┌─ MATERIAL SUPPLIED

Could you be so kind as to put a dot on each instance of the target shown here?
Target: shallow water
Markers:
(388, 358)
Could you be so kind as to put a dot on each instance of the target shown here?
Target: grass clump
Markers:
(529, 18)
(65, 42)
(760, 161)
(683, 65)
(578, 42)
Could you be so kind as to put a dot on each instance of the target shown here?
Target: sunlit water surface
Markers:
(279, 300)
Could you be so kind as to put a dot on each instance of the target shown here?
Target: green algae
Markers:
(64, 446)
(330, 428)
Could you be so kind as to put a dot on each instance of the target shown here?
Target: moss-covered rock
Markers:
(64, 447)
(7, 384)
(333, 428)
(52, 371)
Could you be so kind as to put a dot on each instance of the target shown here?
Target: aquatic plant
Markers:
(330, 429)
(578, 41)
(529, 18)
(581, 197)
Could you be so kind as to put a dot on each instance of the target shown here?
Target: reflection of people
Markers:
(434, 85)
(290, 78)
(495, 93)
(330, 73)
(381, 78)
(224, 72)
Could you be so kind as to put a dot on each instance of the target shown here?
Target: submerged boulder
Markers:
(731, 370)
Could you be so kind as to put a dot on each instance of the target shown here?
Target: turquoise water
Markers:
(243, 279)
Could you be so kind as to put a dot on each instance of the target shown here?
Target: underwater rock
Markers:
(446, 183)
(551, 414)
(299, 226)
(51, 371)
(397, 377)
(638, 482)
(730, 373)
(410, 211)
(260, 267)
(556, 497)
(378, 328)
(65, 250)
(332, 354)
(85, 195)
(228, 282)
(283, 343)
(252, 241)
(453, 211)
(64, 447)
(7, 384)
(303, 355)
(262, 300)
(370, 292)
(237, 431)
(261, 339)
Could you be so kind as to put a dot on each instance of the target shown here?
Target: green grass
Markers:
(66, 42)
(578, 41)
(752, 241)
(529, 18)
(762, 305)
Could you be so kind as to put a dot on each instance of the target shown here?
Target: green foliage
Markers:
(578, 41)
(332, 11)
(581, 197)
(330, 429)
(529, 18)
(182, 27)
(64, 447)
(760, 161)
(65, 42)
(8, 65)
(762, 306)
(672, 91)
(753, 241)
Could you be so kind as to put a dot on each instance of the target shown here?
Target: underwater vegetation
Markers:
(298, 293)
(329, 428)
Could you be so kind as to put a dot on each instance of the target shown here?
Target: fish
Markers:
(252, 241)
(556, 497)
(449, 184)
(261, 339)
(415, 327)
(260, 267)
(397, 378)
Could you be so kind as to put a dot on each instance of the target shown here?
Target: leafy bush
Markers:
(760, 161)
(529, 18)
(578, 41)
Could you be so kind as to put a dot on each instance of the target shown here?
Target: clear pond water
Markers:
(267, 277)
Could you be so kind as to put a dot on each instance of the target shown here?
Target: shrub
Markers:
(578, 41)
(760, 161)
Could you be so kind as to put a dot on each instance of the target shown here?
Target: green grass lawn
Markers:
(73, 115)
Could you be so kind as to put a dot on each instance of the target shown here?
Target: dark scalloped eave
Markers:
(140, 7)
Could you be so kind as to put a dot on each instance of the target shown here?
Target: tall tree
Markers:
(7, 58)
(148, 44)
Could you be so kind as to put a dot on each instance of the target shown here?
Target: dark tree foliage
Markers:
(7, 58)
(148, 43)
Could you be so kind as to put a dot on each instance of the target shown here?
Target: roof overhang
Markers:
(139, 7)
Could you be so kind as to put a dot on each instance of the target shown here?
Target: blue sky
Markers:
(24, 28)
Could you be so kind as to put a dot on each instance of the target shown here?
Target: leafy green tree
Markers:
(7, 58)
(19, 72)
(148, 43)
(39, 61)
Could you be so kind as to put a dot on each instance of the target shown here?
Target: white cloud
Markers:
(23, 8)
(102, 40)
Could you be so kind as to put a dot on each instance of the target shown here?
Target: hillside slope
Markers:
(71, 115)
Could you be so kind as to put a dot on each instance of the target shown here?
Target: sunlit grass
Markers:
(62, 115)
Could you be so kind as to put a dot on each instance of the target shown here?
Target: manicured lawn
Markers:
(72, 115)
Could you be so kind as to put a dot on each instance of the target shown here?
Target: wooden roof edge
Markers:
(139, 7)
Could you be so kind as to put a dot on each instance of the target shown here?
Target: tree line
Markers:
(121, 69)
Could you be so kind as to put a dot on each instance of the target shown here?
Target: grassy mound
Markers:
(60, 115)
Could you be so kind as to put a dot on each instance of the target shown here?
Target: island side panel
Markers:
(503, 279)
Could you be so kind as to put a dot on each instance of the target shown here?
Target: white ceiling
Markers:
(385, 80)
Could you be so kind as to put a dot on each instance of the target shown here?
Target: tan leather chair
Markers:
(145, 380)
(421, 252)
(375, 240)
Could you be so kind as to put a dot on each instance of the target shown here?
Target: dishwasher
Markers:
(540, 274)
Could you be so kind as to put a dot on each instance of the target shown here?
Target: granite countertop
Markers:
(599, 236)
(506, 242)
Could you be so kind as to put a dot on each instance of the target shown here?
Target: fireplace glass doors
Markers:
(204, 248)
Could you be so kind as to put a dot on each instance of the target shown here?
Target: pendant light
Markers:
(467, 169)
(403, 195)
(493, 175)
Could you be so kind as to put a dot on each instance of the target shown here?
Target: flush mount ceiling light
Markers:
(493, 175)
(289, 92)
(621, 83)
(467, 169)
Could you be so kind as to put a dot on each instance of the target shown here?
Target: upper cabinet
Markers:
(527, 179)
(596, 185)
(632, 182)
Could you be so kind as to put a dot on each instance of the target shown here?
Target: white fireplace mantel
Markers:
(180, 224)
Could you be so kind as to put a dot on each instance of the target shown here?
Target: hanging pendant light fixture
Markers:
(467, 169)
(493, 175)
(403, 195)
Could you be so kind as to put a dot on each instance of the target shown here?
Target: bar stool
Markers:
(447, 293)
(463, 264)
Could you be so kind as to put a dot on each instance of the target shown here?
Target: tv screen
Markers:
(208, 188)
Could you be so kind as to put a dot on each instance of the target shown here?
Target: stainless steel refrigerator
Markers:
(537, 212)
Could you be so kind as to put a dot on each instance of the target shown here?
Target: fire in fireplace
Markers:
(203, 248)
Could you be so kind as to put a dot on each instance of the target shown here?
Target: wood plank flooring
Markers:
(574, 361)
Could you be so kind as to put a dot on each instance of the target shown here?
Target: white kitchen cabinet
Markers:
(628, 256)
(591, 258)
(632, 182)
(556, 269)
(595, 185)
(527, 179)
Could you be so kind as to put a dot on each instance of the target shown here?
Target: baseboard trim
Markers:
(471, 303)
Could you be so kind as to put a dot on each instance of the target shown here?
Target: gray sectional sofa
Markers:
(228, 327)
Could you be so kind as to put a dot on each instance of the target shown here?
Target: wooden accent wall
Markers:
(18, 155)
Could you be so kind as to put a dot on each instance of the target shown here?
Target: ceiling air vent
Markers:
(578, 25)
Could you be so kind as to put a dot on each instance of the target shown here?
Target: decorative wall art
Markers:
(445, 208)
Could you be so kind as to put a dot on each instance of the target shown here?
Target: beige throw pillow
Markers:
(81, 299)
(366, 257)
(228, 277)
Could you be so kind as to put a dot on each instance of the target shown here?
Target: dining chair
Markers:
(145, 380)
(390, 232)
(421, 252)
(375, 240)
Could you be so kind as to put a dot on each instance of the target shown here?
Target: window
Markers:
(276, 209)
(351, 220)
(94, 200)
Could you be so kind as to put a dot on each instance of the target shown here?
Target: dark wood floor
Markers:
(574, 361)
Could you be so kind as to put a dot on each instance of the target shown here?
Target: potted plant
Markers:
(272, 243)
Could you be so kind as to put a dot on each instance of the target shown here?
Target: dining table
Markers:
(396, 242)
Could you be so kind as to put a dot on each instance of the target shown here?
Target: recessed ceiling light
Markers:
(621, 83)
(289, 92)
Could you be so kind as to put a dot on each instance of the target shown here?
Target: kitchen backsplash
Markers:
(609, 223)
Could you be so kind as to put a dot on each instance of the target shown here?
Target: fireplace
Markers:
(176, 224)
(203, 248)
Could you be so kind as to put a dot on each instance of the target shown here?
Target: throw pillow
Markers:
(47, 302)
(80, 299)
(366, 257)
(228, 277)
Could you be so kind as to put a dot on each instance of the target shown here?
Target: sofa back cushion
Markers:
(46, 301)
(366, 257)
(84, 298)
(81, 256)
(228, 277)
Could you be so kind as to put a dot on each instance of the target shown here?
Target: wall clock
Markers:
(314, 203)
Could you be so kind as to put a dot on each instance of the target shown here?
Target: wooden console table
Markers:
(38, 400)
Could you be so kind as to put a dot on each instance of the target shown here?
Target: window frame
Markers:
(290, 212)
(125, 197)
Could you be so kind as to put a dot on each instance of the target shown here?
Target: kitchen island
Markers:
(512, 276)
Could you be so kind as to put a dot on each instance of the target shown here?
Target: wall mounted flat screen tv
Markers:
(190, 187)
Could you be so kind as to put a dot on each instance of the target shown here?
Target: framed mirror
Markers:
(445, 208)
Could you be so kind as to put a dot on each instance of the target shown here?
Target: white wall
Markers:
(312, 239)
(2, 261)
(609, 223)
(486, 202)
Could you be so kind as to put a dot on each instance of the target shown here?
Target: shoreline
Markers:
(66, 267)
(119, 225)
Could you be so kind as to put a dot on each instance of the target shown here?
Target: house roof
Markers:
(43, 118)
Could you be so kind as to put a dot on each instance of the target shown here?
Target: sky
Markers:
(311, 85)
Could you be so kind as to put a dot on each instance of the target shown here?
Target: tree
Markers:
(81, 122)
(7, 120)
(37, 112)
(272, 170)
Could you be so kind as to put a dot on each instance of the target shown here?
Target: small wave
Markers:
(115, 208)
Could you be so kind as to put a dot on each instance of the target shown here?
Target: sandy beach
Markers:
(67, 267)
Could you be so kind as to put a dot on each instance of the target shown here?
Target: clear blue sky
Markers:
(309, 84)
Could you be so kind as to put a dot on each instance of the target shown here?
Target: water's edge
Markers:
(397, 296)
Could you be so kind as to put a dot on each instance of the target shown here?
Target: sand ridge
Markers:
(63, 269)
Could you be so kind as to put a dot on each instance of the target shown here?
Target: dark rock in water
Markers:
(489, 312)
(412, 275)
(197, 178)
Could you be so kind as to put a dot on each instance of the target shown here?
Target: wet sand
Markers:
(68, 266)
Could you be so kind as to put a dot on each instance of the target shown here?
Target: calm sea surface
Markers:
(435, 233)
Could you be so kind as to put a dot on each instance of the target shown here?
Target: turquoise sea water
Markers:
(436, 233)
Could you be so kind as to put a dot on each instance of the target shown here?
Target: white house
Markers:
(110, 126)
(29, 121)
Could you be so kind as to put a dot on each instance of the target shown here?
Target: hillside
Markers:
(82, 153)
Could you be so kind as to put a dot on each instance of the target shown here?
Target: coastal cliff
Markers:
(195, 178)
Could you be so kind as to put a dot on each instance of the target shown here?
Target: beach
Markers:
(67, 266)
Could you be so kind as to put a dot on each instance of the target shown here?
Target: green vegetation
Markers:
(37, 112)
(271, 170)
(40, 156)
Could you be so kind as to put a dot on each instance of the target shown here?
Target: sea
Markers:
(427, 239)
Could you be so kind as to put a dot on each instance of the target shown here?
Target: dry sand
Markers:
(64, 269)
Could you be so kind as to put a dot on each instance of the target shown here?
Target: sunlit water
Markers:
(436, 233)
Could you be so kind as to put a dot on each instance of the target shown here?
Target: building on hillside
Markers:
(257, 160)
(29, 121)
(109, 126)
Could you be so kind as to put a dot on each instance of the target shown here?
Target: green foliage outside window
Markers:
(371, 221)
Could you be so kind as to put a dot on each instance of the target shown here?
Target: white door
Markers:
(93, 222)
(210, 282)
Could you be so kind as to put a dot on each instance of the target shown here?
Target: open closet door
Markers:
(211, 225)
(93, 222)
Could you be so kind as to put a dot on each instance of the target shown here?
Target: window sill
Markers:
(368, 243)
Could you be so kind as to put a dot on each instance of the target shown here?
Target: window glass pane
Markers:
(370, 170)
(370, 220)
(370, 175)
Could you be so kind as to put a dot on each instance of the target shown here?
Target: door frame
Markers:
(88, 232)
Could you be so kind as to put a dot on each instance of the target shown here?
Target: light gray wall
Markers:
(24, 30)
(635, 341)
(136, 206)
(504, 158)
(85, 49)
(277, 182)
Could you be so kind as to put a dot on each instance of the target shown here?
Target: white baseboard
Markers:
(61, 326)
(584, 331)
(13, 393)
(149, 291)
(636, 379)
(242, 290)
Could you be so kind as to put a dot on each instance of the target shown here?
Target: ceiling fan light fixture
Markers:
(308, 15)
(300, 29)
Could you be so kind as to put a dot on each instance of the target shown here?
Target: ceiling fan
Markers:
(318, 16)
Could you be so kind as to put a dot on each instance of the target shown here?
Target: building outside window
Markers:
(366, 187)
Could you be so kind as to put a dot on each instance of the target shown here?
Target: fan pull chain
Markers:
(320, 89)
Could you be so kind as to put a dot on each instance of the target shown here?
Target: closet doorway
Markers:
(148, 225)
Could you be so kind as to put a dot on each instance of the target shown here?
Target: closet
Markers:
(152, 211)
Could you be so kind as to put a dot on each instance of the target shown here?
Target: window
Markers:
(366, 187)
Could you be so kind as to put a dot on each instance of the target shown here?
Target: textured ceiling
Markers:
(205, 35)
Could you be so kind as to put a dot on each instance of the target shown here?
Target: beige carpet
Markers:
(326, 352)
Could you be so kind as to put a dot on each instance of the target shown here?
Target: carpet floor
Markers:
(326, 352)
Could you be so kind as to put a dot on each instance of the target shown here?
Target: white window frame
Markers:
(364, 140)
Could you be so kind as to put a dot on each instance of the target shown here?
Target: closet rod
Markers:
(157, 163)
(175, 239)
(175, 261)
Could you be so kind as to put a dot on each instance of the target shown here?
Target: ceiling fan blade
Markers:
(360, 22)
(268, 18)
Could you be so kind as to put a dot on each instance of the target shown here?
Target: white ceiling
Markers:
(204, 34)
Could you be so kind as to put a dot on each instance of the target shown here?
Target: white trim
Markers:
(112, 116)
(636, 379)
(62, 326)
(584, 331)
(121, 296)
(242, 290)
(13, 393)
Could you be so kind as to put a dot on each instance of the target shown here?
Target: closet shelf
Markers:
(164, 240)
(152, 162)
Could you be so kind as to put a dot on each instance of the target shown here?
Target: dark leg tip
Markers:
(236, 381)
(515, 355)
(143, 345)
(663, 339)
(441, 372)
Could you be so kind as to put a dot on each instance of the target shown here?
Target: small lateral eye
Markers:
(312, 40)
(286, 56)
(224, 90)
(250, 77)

└─

TO DO: Go through the lines above and copy any that contain "roof".

RESULT:
Target: roof overhang
Target: wooden roof edge
Target: house roof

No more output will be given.